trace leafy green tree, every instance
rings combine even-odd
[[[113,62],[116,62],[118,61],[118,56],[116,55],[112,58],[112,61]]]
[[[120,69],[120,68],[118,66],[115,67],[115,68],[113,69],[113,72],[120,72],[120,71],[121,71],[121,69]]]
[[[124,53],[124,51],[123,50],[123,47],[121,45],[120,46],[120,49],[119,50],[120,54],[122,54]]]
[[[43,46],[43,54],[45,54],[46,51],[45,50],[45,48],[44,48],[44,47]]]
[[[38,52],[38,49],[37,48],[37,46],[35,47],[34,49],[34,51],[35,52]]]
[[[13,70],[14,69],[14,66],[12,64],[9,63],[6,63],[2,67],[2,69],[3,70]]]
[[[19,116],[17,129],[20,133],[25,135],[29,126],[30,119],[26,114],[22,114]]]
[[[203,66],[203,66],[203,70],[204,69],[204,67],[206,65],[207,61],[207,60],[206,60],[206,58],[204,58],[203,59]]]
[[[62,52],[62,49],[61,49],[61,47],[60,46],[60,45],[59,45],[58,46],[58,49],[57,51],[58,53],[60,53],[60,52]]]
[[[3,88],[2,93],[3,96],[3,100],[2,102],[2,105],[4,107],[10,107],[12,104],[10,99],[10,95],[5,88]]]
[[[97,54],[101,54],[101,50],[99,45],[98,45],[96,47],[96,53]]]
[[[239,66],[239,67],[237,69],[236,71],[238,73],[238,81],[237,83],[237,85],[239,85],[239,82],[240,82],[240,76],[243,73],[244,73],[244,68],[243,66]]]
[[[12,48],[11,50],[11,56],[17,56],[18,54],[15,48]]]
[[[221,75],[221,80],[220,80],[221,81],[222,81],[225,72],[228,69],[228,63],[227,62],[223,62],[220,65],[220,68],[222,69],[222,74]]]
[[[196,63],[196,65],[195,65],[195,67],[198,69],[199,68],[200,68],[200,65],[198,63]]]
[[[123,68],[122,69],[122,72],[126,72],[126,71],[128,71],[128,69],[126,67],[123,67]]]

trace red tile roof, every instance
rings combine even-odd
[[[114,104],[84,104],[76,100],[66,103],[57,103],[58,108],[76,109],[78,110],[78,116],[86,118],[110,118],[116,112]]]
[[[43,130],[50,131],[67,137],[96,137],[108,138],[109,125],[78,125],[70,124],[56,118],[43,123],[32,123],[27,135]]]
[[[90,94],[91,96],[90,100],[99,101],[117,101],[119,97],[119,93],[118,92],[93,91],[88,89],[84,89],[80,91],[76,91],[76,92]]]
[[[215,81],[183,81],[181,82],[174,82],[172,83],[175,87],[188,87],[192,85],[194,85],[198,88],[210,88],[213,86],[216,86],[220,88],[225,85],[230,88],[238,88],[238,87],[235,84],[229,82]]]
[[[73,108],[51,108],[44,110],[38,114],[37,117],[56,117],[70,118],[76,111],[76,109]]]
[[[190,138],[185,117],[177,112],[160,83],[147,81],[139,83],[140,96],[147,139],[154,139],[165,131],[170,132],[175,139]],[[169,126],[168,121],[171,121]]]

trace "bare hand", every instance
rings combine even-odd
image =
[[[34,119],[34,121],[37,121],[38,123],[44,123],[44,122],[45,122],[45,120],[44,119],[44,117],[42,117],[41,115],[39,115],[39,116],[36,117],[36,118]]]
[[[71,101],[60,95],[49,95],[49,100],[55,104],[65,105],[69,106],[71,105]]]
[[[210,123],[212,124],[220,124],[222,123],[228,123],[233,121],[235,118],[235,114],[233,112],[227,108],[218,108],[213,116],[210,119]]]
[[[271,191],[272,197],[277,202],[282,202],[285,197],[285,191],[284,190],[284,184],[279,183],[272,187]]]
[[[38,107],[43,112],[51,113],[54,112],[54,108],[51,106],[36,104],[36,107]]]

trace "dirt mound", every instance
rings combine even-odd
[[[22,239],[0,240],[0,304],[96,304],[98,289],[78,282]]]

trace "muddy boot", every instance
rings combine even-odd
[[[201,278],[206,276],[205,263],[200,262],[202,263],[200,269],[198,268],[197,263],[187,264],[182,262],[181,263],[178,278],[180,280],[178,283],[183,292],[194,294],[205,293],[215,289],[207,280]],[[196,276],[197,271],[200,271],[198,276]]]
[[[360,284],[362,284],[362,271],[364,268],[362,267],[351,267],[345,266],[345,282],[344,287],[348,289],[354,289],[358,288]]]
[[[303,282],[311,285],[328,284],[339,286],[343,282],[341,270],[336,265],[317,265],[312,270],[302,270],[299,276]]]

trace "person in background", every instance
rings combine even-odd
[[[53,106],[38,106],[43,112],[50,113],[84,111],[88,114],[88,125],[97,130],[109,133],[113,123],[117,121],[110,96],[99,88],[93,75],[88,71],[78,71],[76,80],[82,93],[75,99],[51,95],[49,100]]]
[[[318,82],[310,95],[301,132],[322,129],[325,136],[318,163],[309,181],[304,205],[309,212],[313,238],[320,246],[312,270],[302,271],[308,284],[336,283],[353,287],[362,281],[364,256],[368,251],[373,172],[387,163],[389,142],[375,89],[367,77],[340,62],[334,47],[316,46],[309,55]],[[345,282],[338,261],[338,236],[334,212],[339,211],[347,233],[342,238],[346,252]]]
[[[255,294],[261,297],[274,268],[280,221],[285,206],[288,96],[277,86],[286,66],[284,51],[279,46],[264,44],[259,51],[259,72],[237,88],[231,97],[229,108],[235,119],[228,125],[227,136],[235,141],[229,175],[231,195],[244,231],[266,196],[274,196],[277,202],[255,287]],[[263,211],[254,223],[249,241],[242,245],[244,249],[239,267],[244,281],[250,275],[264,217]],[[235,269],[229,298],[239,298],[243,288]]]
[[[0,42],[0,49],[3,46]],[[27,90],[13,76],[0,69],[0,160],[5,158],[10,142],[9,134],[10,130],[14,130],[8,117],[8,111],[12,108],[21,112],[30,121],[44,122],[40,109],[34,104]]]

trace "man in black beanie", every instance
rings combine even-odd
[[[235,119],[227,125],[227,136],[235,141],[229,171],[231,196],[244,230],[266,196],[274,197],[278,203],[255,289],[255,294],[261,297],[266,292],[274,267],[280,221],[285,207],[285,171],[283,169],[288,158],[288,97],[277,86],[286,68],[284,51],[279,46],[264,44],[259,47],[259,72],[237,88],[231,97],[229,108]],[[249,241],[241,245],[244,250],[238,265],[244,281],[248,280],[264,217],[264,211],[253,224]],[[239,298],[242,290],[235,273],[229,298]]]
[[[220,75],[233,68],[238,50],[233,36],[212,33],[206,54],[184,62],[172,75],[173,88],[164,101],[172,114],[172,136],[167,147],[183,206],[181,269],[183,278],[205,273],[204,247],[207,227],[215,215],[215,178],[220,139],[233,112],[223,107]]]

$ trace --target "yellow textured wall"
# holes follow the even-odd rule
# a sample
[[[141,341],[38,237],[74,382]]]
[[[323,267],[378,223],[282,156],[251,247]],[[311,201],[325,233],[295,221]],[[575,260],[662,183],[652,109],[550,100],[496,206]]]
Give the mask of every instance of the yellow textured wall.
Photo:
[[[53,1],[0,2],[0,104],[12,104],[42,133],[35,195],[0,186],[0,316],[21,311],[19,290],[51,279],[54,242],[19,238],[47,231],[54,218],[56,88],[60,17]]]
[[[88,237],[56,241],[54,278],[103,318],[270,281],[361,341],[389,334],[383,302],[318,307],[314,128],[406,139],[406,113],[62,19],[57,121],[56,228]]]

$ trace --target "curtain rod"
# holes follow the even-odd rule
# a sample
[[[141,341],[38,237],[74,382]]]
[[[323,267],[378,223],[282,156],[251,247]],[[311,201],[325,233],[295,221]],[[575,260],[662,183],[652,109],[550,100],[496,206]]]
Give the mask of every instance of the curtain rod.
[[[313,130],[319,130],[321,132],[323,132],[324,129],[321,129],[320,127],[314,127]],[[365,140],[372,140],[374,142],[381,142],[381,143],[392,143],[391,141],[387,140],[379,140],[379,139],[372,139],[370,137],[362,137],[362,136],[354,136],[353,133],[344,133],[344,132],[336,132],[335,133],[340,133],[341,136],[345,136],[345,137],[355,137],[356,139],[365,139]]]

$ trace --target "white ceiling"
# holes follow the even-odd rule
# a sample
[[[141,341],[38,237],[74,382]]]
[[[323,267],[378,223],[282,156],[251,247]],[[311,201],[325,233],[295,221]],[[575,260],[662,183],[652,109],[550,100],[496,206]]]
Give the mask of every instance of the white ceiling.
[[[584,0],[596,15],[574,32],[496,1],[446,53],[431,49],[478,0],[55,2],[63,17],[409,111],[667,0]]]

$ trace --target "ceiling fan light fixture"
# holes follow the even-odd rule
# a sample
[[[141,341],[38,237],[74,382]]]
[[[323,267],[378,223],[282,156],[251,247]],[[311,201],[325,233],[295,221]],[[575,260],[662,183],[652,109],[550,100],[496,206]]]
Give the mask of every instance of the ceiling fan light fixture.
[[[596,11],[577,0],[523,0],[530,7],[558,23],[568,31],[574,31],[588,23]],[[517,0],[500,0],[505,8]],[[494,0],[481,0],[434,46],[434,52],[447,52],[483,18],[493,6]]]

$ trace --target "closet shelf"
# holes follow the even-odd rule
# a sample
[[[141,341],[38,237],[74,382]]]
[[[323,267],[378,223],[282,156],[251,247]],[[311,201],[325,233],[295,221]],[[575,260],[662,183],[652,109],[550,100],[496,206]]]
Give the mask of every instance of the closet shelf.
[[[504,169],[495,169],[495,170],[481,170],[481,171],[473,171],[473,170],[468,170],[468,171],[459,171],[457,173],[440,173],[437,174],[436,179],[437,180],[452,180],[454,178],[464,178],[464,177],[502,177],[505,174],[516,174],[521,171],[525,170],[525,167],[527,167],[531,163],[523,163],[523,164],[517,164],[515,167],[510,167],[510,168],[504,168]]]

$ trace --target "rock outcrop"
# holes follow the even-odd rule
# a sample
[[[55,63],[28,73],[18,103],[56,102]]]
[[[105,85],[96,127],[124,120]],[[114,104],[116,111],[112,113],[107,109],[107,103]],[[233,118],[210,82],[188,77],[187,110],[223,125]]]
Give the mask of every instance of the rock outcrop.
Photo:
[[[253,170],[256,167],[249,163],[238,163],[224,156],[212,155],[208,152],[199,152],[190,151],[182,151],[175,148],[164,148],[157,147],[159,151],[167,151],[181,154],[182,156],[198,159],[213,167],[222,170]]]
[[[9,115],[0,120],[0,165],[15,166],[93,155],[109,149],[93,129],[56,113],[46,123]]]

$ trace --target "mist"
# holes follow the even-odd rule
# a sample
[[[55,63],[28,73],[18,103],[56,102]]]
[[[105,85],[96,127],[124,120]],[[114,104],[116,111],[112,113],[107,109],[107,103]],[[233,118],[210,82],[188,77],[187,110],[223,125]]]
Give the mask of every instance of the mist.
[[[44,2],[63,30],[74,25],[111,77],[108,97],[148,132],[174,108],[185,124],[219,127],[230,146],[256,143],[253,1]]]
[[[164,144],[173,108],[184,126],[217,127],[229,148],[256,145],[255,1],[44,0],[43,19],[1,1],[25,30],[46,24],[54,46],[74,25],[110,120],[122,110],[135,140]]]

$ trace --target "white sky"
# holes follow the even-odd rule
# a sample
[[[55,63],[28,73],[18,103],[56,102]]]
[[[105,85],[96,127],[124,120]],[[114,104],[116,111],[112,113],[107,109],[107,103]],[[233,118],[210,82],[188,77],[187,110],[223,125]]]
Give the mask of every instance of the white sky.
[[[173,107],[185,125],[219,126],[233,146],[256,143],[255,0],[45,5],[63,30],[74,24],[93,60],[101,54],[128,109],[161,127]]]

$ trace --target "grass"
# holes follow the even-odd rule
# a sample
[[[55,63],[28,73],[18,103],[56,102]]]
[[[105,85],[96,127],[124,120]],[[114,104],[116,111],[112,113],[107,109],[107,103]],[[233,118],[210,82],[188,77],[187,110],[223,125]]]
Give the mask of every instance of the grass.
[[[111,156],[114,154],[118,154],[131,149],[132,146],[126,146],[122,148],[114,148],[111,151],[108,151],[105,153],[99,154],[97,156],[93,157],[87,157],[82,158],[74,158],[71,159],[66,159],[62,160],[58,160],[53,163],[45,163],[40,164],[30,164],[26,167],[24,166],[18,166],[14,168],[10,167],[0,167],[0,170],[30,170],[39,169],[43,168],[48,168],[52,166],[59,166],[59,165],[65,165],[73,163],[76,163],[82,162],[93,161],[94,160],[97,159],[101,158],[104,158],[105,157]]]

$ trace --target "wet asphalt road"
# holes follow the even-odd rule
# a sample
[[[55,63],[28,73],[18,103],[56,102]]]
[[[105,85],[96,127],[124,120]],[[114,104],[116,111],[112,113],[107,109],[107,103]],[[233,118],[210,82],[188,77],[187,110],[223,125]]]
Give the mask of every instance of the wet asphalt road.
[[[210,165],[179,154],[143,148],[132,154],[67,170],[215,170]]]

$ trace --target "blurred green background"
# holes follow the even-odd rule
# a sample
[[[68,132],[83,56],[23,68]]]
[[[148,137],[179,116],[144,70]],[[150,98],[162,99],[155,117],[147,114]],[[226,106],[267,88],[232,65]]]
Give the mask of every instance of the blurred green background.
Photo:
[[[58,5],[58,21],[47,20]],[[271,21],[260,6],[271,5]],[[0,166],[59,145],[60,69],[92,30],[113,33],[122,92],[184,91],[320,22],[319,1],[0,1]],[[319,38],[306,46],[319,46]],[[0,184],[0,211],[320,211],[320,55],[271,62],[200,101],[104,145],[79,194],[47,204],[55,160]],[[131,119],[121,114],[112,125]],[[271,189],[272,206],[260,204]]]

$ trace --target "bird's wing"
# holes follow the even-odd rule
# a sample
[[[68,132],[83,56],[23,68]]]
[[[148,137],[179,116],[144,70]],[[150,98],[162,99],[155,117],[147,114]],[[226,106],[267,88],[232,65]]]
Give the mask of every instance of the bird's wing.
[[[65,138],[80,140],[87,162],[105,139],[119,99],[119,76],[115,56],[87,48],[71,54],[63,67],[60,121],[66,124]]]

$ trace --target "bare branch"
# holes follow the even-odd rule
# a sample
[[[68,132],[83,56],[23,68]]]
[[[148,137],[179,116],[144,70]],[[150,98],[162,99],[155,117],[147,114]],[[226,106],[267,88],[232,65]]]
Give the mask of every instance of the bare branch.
- - -
• Task to carry out:
Extract every line of the entries above that contains the string "outcrop", and copy each of those lines unchanged.

• Expected answer:
$ trace --target "rock outcrop"
Give the mask of every instance of the rock outcrop.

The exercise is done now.